**DATASET CONTENT**
---------------

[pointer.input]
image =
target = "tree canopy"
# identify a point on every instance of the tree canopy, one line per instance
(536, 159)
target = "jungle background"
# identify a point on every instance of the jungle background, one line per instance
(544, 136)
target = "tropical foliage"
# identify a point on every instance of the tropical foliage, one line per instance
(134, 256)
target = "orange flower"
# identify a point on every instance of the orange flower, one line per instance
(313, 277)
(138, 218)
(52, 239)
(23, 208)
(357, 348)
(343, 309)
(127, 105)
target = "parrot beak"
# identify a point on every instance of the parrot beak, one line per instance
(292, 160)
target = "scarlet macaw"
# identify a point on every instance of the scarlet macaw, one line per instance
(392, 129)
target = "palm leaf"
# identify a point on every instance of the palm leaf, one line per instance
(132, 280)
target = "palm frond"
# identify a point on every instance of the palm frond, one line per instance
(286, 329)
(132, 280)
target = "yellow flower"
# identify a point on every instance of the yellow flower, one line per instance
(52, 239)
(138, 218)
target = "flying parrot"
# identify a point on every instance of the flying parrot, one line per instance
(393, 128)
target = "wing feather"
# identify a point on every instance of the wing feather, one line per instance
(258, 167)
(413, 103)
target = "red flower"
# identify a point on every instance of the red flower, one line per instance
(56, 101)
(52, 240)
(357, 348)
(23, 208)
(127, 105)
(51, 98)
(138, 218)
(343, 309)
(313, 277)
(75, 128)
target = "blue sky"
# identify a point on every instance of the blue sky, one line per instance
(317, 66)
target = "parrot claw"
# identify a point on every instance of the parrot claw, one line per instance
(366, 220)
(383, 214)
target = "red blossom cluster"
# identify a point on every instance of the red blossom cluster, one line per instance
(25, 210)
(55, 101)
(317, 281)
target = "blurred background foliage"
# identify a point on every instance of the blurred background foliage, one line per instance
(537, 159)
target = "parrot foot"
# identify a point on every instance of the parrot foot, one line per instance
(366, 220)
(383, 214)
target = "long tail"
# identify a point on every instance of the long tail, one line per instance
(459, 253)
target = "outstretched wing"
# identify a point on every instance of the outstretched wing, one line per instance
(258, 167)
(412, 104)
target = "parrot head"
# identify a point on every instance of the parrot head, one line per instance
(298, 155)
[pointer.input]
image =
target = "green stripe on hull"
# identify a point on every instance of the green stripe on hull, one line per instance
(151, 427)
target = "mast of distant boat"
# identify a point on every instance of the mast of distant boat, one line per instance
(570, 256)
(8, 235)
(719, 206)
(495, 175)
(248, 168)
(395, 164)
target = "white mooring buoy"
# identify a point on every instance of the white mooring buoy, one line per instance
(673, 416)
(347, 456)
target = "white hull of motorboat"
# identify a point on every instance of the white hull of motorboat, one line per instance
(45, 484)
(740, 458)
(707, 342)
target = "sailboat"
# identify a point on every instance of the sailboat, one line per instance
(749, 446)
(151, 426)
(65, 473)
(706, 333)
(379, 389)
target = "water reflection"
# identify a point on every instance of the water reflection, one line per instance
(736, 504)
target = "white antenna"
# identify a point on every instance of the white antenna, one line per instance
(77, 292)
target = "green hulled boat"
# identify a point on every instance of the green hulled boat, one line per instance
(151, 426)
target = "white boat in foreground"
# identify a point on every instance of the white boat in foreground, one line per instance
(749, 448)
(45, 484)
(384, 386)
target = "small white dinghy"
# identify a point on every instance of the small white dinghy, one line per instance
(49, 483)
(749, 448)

---------------

**WHAT YOU HAVE TO DO**
Copy out all the entries shown above, character for character.

**EXPECTED ANSWER**
[pointer.input]
image =
target = "tree canopy"
# identify a point on every instance of the tree canopy, one line per instance
(536, 159)
target = "jungle background"
# identify a point on every instance of the jungle background, one line per instance
(544, 136)
target = "tropical foliage"
# identify a point on every instance of the tropical foliage, one line per instance
(134, 256)
target = "orange flower"
# identify a point on every instance of the orange flower, one line per instance
(313, 277)
(138, 218)
(52, 239)
(23, 208)
(357, 348)
(343, 309)
(127, 105)
target = "parrot beak"
# identify a point on every instance of the parrot beak, one line per instance
(292, 160)
target = "scarlet macaw"
# identify a point on every instance of the scarlet macaw, one line per instance
(392, 129)
target = "palm leaf"
# identify a point on every instance of the palm leaf, one line per instance
(132, 280)
target = "palm frond"
# identify a point on every instance of the palm frond, one line per instance
(286, 329)
(132, 280)
target = "yellow flower"
# identify a point on every instance of the yellow flower, one line per instance
(52, 239)
(138, 218)
target = "flying parrot"
# identify a point on every instance of the flying parrot, one line per instance
(393, 128)
target = "wing feather"
# identify a point on every instance of the wing feather, one line per instance
(258, 167)
(413, 103)
target = "red flower"
# identify a point on every instance of the red flower, one line per instance
(56, 101)
(52, 240)
(357, 348)
(23, 208)
(127, 105)
(51, 98)
(138, 218)
(343, 309)
(313, 277)
(75, 128)
target = "blue sky"
# identify a point on every instance of the blue sky, one line per instance
(317, 66)
target = "parrot claw"
# identify a point on every instance of the parrot claw, one line per instance
(366, 220)
(383, 214)
target = "red blossom cluster"
# identify a point on every instance of the red blossom cluster, one line per instance
(25, 210)
(55, 101)
(317, 281)
target = "blurred background foliage"
# identify a point on every instance of the blurred background foliage, one line per instance
(537, 159)
target = "parrot foot"
# identify a point on every instance of the parrot foot, one line per instance
(366, 220)
(383, 214)
target = "long tail"
# identify a point on every instance of the long tail, one line per instance
(459, 253)
target = "outstretched wing"
# identify a point on every instance of the outstretched wing, one line per instance
(258, 167)
(412, 104)
target = "parrot head"
# identify a point on every instance of the parrot head, one line per instance
(298, 155)
[pointer.input]
image =
target = "green stripe on hull"
# identify a point on every instance of the green stripe on hull, one line per instance
(151, 427)
target = "mast of distant boat"
# identify a point on every instance of the mast of distant boat, one line per instance
(570, 256)
(8, 235)
(719, 206)
(495, 175)
(248, 168)
(395, 164)
target = "white mooring buoy"
# identify a point on every instance of the white mooring buoy, one line per instance
(673, 416)
(347, 456)
target = "white hull of motorboat"
# identify a point on every instance of the white hull of motorboat, one line per instance
(45, 484)
(740, 458)
(707, 342)
target = "sailboat"
# identify a point on every instance of the sailboat, one line per instance
(749, 446)
(151, 426)
(65, 473)
(706, 333)
(379, 389)
target = "water reflection"
# identify a point on every instance of the water reflection, one line per instance
(736, 504)
target = "white antenna"
# identify a point on every instance of the white antenna, one line per instance
(77, 292)
target = "green hulled boat"
# identify a point on every instance of the green hulled boat, one line per instance
(151, 426)
target = "white boat in foreground"
# identify a point on every instance of the white boat in foreground, one line per instance
(749, 448)
(45, 484)
(384, 386)
target = "small white dinghy"
# identify a point on every instance of the small white dinghy, one line per instance
(49, 483)
(749, 448)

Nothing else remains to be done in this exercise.